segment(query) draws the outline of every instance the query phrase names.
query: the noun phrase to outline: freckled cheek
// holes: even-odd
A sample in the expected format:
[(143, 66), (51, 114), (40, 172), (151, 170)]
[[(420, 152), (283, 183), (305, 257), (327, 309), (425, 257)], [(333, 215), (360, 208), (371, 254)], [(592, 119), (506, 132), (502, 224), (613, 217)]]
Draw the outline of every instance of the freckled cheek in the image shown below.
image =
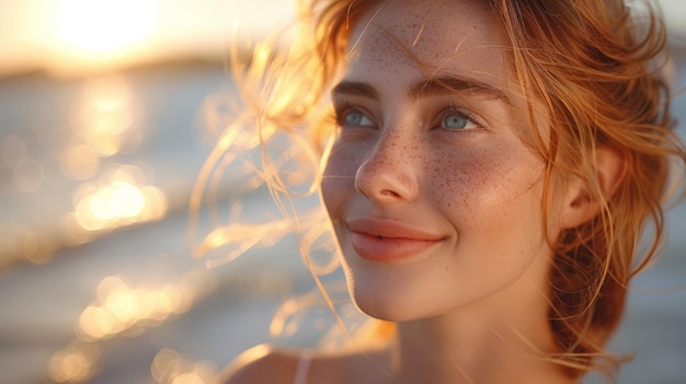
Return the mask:
[(490, 211), (504, 214), (507, 205), (521, 199), (535, 183), (534, 166), (502, 152), (465, 151), (434, 158), (424, 168), (436, 205), (473, 221), (485, 219)]
[(355, 174), (363, 155), (354, 146), (334, 146), (327, 160), (321, 182), (321, 194), (332, 219), (340, 216), (340, 209), (355, 191)]

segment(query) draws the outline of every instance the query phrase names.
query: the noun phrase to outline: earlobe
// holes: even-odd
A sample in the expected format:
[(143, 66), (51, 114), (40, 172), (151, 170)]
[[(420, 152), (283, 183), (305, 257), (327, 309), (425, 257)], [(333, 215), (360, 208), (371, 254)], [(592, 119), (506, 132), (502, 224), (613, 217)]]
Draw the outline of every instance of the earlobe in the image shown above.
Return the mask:
[(599, 194), (591, 194), (586, 185), (580, 179), (571, 182), (567, 190), (562, 211), (562, 228), (579, 226), (593, 219), (603, 205), (597, 196), (608, 200), (617, 190), (626, 175), (626, 166), (616, 150), (598, 147), (595, 150), (595, 174)]

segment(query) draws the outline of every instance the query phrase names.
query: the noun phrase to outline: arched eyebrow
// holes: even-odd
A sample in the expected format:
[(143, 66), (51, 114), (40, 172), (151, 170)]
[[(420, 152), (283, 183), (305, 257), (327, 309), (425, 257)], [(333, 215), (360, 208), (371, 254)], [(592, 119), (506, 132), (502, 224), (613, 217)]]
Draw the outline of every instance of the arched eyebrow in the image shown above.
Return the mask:
[[(408, 95), (412, 100), (431, 96), (444, 96), (456, 92), (470, 92), (510, 103), (507, 95), (500, 89), (476, 79), (467, 79), (456, 75), (442, 75), (422, 79), (411, 84), (408, 89)], [(374, 86), (359, 81), (343, 80), (333, 88), (331, 93), (334, 97), (336, 95), (350, 95), (368, 97), (374, 101), (381, 100), (379, 93)]]
[(412, 100), (431, 96), (444, 96), (456, 92), (469, 92), (481, 96), (498, 98), (510, 103), (507, 95), (500, 89), (489, 83), (456, 75), (442, 75), (426, 78), (410, 85), (408, 95)]

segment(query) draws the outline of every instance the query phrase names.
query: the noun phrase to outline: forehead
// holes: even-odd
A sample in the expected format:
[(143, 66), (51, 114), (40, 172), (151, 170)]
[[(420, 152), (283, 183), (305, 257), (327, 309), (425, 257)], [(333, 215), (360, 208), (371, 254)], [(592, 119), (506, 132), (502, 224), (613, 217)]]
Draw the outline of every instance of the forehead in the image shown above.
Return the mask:
[(348, 69), (408, 65), (423, 75), (459, 72), (503, 80), (501, 31), (485, 0), (381, 1), (353, 31)]

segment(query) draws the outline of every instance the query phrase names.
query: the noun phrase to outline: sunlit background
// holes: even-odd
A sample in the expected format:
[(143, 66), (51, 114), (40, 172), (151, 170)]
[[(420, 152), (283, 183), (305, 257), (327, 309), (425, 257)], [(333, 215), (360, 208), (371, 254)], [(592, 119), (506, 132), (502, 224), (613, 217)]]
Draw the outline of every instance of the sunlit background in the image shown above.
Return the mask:
[[(686, 71), (686, 2), (661, 3)], [(312, 288), (295, 242), (207, 268), (188, 201), (233, 106), (231, 37), (249, 46), (293, 14), (279, 0), (0, 1), (0, 382), (209, 383), (274, 341), (270, 326), (289, 328), (270, 324), (278, 304)], [(684, 95), (675, 110), (686, 121)], [(238, 182), (213, 183), (196, 231), (275, 214), (258, 209), (266, 194), (237, 203)], [(686, 382), (684, 218), (671, 213), (664, 260), (613, 344), (638, 353), (621, 383)], [(262, 230), (263, 245), (281, 240)]]

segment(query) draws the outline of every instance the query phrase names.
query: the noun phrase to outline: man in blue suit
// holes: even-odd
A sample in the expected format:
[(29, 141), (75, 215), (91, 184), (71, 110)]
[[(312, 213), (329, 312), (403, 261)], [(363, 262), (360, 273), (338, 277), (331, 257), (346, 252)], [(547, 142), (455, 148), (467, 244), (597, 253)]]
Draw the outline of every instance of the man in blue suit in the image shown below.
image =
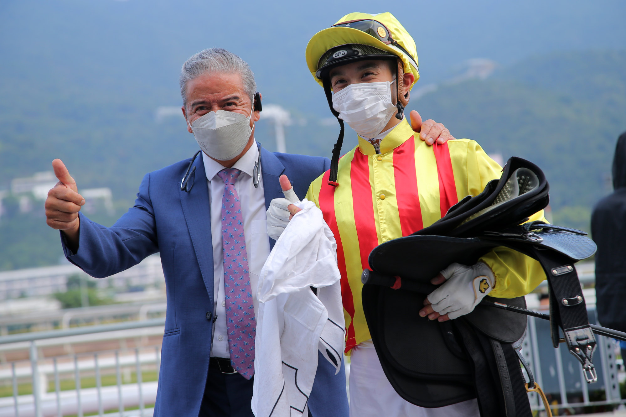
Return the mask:
[[(284, 177), (281, 187), (281, 175), (302, 196), (330, 163), (272, 153), (255, 141), (261, 96), (239, 56), (205, 49), (183, 64), (180, 84), (188, 130), (202, 155), (147, 174), (135, 205), (111, 227), (80, 213), (85, 200), (54, 160), (59, 182), (46, 201), (47, 222), (61, 230), (68, 259), (94, 277), (160, 253), (167, 314), (155, 416), (249, 417), (256, 284), (274, 244), (265, 210), (289, 188)], [(428, 121), (428, 138), (436, 138), (443, 126)], [(249, 313), (237, 317), (238, 311)], [(319, 356), (308, 406), (314, 417), (348, 415), (344, 367), (335, 375)]]

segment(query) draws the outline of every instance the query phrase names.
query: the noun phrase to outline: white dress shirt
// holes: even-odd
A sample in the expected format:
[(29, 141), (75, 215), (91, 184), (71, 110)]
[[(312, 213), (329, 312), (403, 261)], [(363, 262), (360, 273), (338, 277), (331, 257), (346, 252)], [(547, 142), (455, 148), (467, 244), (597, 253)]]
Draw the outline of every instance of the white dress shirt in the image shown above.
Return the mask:
[[(248, 255), (250, 284), (252, 290), (252, 301), (255, 312), (259, 311), (257, 286), (259, 275), (270, 254), (269, 238), (265, 223), (265, 197), (263, 190), (263, 177), (259, 181), (259, 187), (254, 188), (252, 172), (254, 163), (259, 159), (259, 148), (256, 141), (233, 168), (242, 172), (235, 182), (235, 189), (239, 195), (242, 216), (244, 218), (244, 234), (245, 249)], [(213, 242), (213, 314), (217, 317), (213, 326), (213, 343), (211, 356), (230, 358), (228, 332), (226, 327), (226, 302), (224, 299), (224, 264), (222, 245), (222, 197), (224, 194), (224, 182), (217, 173), (225, 167), (202, 153), (204, 169), (208, 184), (208, 201), (211, 208), (211, 234)]]

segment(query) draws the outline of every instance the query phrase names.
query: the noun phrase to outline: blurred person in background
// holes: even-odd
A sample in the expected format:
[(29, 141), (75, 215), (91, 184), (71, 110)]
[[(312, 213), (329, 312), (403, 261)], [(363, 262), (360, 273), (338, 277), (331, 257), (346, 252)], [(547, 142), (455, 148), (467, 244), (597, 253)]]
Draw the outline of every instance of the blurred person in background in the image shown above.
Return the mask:
[[(160, 253), (167, 314), (155, 416), (249, 417), (256, 286), (275, 243), (267, 233), (265, 212), (282, 197), (281, 183), (284, 190), (291, 188), (284, 174), (304, 195), (330, 162), (272, 153), (255, 142), (261, 95), (248, 64), (225, 49), (189, 58), (180, 88), (187, 130), (201, 151), (147, 174), (135, 205), (111, 227), (80, 212), (85, 200), (65, 165), (54, 160), (59, 182), (46, 201), (47, 222), (61, 230), (67, 259), (93, 277)], [(443, 125), (432, 120), (421, 125), (414, 116), (415, 128), (429, 143), (451, 137)], [(240, 296), (229, 295), (234, 287), (242, 290)], [(245, 312), (236, 329), (238, 311)], [(335, 366), (319, 358), (309, 415), (346, 416), (344, 369), (335, 375)]]
[[(626, 332), (626, 132), (617, 139), (613, 157), (613, 192), (598, 202), (591, 217), (595, 254), (598, 321)], [(620, 341), (626, 359), (626, 342)]]
[[(311, 184), (305, 198), (321, 209), (337, 240), (346, 351), (351, 355), (350, 415), (477, 416), (476, 398), (426, 408), (396, 392), (367, 327), (361, 279), (375, 247), (430, 225), (458, 200), (477, 195), (499, 178), (501, 167), (473, 140), (428, 147), (418, 139), (403, 114), (419, 78), (415, 41), (391, 13), (347, 14), (311, 38), (306, 58), (341, 126), (331, 168)], [(358, 134), (358, 144), (339, 159), (344, 123)], [(545, 221), (543, 210), (530, 219), (536, 220)], [(488, 283), (479, 288), (486, 281)], [(475, 265), (453, 264), (433, 277), (433, 284), (442, 285), (426, 299), (419, 315), (440, 322), (456, 319), (471, 312), (488, 294), (524, 296), (544, 279), (538, 262), (497, 247)], [(407, 340), (416, 337), (408, 335)], [(436, 351), (425, 360), (436, 361)], [(514, 388), (525, 398), (520, 373)]]

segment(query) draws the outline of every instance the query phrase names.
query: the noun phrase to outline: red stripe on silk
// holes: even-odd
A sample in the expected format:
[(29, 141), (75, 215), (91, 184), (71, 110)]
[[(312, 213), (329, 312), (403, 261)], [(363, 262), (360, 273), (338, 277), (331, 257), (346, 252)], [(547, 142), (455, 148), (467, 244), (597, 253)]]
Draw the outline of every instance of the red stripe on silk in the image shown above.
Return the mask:
[[(348, 275), (346, 270), (346, 257), (344, 255), (343, 245), (341, 243), (341, 236), (337, 225), (337, 217), (335, 215), (335, 190), (336, 188), (328, 185), (328, 180), (331, 172), (326, 171), (322, 178), (322, 189), (320, 190), (318, 201), (319, 207), (324, 214), (324, 219), (331, 229), (332, 234), (335, 235), (337, 242), (337, 265), (341, 274), (341, 298), (344, 308), (350, 316), (350, 324), (348, 324), (346, 331), (346, 353), (356, 346), (356, 339), (354, 336), (354, 302), (352, 299), (352, 290), (348, 283)], [(348, 348), (349, 346), (349, 348)]]
[(367, 156), (357, 149), (354, 151), (351, 163), (350, 180), (352, 183), (354, 224), (359, 239), (361, 267), (365, 269), (369, 267), (367, 263), (369, 252), (378, 245), (372, 187), (369, 185), (369, 161)]
[(396, 200), (403, 236), (424, 229), (415, 172), (415, 140), (411, 137), (393, 151)]
[(437, 161), (437, 175), (439, 177), (439, 198), (441, 217), (448, 210), (458, 202), (456, 196), (456, 184), (454, 183), (454, 172), (452, 170), (452, 160), (448, 143), (433, 144), (435, 160)]

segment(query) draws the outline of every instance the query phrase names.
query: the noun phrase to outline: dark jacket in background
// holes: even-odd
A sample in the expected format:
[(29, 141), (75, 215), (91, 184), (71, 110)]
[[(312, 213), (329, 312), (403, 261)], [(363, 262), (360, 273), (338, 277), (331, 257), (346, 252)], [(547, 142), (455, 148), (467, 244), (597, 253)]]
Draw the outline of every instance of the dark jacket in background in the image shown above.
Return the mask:
[(596, 204), (591, 218), (595, 255), (598, 319), (626, 332), (626, 132), (617, 140), (613, 159), (613, 193)]

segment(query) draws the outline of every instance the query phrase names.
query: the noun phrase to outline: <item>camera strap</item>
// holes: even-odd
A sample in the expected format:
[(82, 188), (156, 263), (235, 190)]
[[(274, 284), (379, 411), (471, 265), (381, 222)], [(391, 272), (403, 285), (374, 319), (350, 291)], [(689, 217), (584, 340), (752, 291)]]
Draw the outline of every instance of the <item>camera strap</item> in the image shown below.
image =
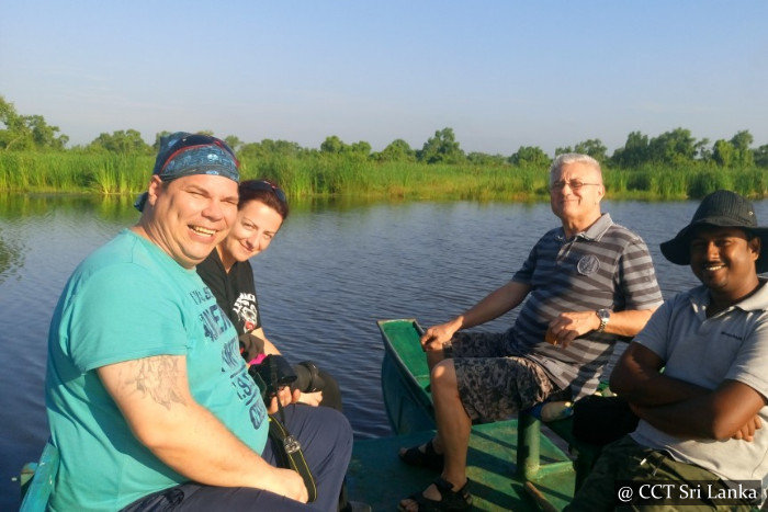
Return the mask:
[(304, 486), (307, 488), (309, 502), (315, 501), (317, 499), (317, 486), (306, 458), (304, 458), (302, 445), (297, 439), (291, 435), (285, 425), (278, 420), (276, 414), (271, 414), (269, 418), (269, 436), (272, 440), (278, 465), (298, 473), (304, 479)]
[[(276, 385), (278, 376), (274, 368), (271, 372), (271, 377), (272, 384)], [(285, 469), (293, 469), (302, 476), (304, 479), (304, 487), (307, 488), (307, 493), (309, 496), (308, 501), (313, 502), (317, 499), (315, 477), (309, 470), (306, 458), (304, 458), (301, 443), (296, 437), (291, 435), (285, 428), (285, 411), (280, 400), (278, 400), (278, 411), (280, 413), (280, 419), (276, 418), (276, 414), (270, 414), (269, 417), (269, 436), (272, 440), (272, 447), (278, 458), (278, 465)]]

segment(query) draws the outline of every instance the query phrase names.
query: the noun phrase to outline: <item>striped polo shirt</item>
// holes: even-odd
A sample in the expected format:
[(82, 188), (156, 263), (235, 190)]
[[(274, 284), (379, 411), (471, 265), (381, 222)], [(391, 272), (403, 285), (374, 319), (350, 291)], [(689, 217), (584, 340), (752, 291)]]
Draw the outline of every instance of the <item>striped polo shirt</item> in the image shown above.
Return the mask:
[(647, 246), (609, 214), (567, 240), (562, 227), (546, 232), (512, 281), (531, 289), (507, 331), (510, 354), (539, 363), (574, 398), (595, 392), (619, 337), (590, 331), (553, 346), (544, 342), (549, 322), (561, 312), (653, 309), (663, 301)]

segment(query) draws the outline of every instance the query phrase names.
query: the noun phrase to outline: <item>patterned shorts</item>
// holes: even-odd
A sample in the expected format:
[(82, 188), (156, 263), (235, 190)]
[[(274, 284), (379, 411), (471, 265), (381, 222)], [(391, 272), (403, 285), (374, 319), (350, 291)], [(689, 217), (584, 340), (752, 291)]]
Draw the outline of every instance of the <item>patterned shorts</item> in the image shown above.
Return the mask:
[(513, 417), (561, 391), (541, 366), (507, 355), (507, 341), (505, 333), (458, 332), (453, 337), (459, 396), (473, 421)]

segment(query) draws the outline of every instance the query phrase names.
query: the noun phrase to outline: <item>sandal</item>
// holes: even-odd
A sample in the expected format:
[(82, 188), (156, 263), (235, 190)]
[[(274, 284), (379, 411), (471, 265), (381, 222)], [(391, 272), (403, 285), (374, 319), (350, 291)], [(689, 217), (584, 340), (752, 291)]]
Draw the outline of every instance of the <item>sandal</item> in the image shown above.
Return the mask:
[(411, 466), (427, 467), (433, 471), (442, 473), (442, 467), (445, 463), (445, 456), (434, 451), (432, 445), (433, 440), (429, 440), (425, 445), (425, 451), (421, 452), (419, 446), (413, 446), (402, 454), (398, 454), (404, 463)]
[[(470, 479), (458, 491), (453, 490), (453, 485), (443, 477), (438, 477), (432, 482), (440, 492), (440, 500), (430, 500), (421, 491), (414, 492), (406, 500), (413, 500), (419, 505), (419, 512), (458, 512), (468, 510), (472, 507), (472, 494), (467, 490)], [(397, 505), (400, 511), (407, 510), (402, 504)]]

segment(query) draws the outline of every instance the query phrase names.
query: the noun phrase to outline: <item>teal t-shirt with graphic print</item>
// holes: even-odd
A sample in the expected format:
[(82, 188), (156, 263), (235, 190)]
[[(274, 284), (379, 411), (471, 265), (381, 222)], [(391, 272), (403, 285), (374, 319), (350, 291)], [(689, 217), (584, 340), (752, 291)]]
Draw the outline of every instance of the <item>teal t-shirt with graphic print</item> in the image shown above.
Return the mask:
[(155, 355), (185, 355), (194, 399), (262, 453), (267, 411), (235, 328), (194, 269), (126, 229), (76, 269), (50, 323), (52, 509), (118, 510), (189, 480), (136, 440), (95, 372)]

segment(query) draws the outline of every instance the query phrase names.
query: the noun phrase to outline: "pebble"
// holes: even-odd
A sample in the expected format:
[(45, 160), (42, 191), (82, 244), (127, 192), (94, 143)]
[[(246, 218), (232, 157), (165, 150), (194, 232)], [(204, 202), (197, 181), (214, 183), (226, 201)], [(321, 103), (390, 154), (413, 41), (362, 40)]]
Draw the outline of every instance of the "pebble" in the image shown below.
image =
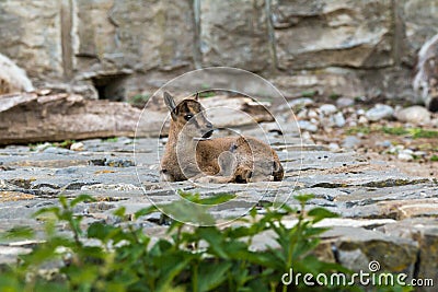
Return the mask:
[(372, 121), (388, 119), (394, 115), (394, 108), (384, 104), (377, 104), (371, 109), (367, 110), (365, 116)]
[(336, 127), (342, 128), (345, 126), (345, 118), (343, 113), (337, 113), (336, 115), (333, 116), (333, 121), (336, 125)]
[(426, 107), (414, 105), (395, 112), (395, 118), (402, 122), (429, 124), (430, 113)]
[(349, 97), (341, 97), (336, 101), (336, 106), (344, 108), (344, 107), (349, 107), (355, 104), (355, 100), (349, 98)]
[(303, 107), (303, 106), (312, 105), (312, 104), (314, 104), (314, 102), (313, 102), (312, 98), (302, 97), (302, 98), (296, 98), (293, 101), (290, 101), (288, 104), (289, 104), (289, 106), (291, 108), (297, 108), (297, 107)]
[(347, 136), (344, 139), (343, 148), (354, 149), (360, 143), (360, 140), (356, 136)]
[(330, 116), (337, 112), (337, 107), (333, 104), (323, 104), (320, 106), (320, 112), (325, 116)]
[(50, 154), (70, 154), (70, 153), (72, 153), (72, 151), (69, 149), (57, 148), (57, 147), (48, 147), (43, 152), (50, 153)]
[(72, 151), (83, 151), (84, 144), (82, 142), (76, 142), (70, 145), (70, 150)]
[(368, 124), (368, 119), (364, 116), (360, 116), (360, 118), (357, 120), (357, 124), (360, 124), (360, 125)]
[(310, 132), (318, 131), (318, 126), (308, 120), (299, 120), (298, 126), (300, 127), (301, 130), (306, 130), (306, 131), (310, 131)]
[(37, 144), (35, 147), (35, 151), (36, 152), (43, 152), (44, 150), (46, 150), (49, 147), (51, 147), (51, 144), (49, 142), (45, 142), (44, 144)]
[(390, 148), (390, 147), (392, 147), (392, 143), (391, 143), (391, 141), (389, 141), (389, 140), (384, 140), (384, 141), (378, 141), (378, 142), (376, 142), (376, 145), (378, 145), (378, 147), (384, 147), (384, 148)]
[(399, 153), (397, 159), (401, 161), (413, 161), (414, 160), (414, 157), (411, 154), (404, 153), (404, 152)]
[(337, 143), (332, 142), (332, 143), (328, 144), (328, 149), (331, 151), (337, 151), (337, 150), (341, 149), (341, 147)]

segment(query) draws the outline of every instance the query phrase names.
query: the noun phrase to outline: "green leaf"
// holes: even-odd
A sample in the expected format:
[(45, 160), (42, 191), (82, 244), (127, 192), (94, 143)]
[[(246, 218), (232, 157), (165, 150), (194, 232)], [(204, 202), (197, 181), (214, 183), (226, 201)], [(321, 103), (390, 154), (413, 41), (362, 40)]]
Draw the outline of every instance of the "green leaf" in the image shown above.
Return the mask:
[(120, 208), (117, 208), (117, 210), (115, 210), (113, 212), (114, 215), (118, 217), (118, 218), (125, 218), (125, 213), (126, 213), (126, 207), (122, 206)]
[(337, 217), (339, 217), (338, 214), (336, 214), (334, 212), (331, 212), (327, 209), (321, 208), (321, 207), (313, 208), (312, 210), (310, 210), (308, 212), (308, 215), (313, 218), (313, 220), (312, 220), (313, 223), (316, 223), (316, 222), (319, 222), (319, 221), (321, 221), (321, 220), (323, 220), (325, 218), (337, 218)]
[(33, 238), (35, 236), (35, 232), (32, 227), (28, 226), (15, 226), (7, 232), (0, 234), (0, 241), (3, 240), (19, 240), (19, 238)]
[(297, 195), (293, 197), (296, 200), (298, 200), (300, 203), (304, 205), (307, 203), (309, 200), (314, 198), (314, 195), (312, 194), (308, 194), (308, 195)]
[(231, 268), (231, 262), (209, 262), (204, 261), (199, 265), (198, 291), (211, 291), (227, 280), (227, 271)]
[(80, 202), (91, 202), (91, 201), (95, 201), (95, 199), (93, 197), (91, 197), (90, 195), (79, 195), (78, 197), (76, 197), (73, 200), (71, 200), (70, 202), (70, 208), (77, 206)]

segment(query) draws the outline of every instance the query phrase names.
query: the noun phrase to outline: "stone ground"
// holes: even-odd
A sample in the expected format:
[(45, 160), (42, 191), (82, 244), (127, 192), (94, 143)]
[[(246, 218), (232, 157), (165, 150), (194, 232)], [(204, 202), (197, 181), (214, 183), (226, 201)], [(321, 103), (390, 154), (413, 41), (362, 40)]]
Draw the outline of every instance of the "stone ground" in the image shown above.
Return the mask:
[[(89, 194), (97, 199), (77, 207), (76, 211), (85, 214), (88, 223), (115, 223), (112, 212), (120, 206), (134, 213), (151, 206), (150, 199), (162, 203), (175, 200), (174, 189), (199, 191), (203, 196), (235, 194), (231, 205), (212, 210), (219, 220), (243, 214), (257, 200), (266, 203), (280, 198), (295, 206), (290, 195), (314, 194), (309, 208), (321, 206), (341, 215), (321, 223), (333, 227), (325, 241), (326, 252), (334, 260), (356, 269), (378, 260), (382, 269), (434, 278), (437, 282), (436, 179), (406, 175), (385, 162), (367, 160), (353, 151), (333, 152), (309, 144), (302, 152), (299, 148), (277, 147), (286, 177), (281, 183), (272, 183), (267, 190), (265, 184), (215, 188), (198, 188), (188, 182), (168, 185), (159, 183), (157, 171), (157, 153), (164, 142), (139, 139), (136, 156), (129, 138), (87, 140), (83, 151), (49, 144), (1, 149), (0, 232), (15, 225), (42, 227), (32, 214), (57, 205), (60, 194), (70, 198)], [(165, 225), (160, 225), (159, 218), (157, 214), (141, 219), (146, 232), (163, 234)], [(289, 223), (293, 222), (290, 219)], [(265, 244), (273, 244), (269, 236), (255, 243), (262, 248)], [(2, 243), (0, 261), (12, 261), (27, 245)]]
[[(314, 109), (298, 110), (300, 122), (310, 122), (300, 125), (302, 147), (299, 137), (287, 137), (285, 143), (273, 124), (262, 125), (286, 170), (284, 182), (270, 183), (268, 187), (266, 183), (215, 186), (159, 183), (158, 153), (163, 151), (165, 138), (84, 140), (71, 148), (78, 151), (50, 143), (2, 148), (0, 232), (16, 225), (42, 230), (43, 223), (32, 214), (57, 205), (61, 194), (69, 198), (88, 194), (97, 199), (76, 207), (77, 213), (85, 215), (85, 224), (95, 221), (116, 224), (117, 218), (112, 213), (118, 207), (124, 206), (127, 213), (134, 213), (150, 207), (152, 201), (166, 203), (178, 199), (176, 189), (199, 192), (203, 197), (234, 194), (237, 198), (230, 203), (211, 209), (219, 222), (242, 215), (262, 203), (286, 201), (298, 206), (293, 195), (314, 194), (309, 209), (324, 207), (339, 214), (338, 219), (320, 223), (333, 227), (321, 244), (328, 260), (365, 271), (371, 260), (377, 260), (382, 270), (405, 272), (410, 279), (430, 278), (437, 284), (438, 162), (430, 161), (436, 153), (436, 138), (413, 140), (376, 131), (351, 132), (336, 124), (357, 126), (356, 120), (366, 113), (351, 112), (356, 115), (351, 121), (350, 109), (310, 107)], [(302, 110), (306, 113), (300, 114)], [(345, 116), (341, 121), (338, 113)], [(391, 122), (396, 121), (384, 121), (384, 125)], [(312, 125), (319, 130), (314, 131)], [(309, 126), (312, 127), (307, 129)], [(364, 122), (359, 126), (364, 128)], [(255, 133), (254, 129), (241, 132)], [(419, 153), (422, 144), (426, 148)], [(405, 160), (402, 153), (412, 159)], [(141, 224), (151, 236), (162, 236), (166, 225), (161, 219), (160, 213), (154, 213), (134, 223)], [(285, 219), (286, 224), (295, 222), (293, 218)], [(16, 254), (27, 253), (33, 244), (28, 241), (0, 243), (0, 264), (13, 262)], [(256, 248), (266, 245), (275, 245), (273, 236), (261, 236), (254, 243)]]

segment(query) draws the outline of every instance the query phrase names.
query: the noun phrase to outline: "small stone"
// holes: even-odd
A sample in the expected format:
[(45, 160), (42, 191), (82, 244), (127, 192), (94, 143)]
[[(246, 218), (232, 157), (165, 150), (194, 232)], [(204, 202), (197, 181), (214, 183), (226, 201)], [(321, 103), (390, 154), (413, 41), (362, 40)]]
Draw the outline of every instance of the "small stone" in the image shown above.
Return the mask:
::::
*Exercice*
Affichez toutes les lignes du listing ci-dessus qui contiennent la chaîne « patterned », en tenant compte de la casse.

*Exercice corrigé*
query: the noun phrase to outline: <item>patterned shorts</item>
Draw the outline of every instance of the <item>patterned shorts</item> in the image shown above.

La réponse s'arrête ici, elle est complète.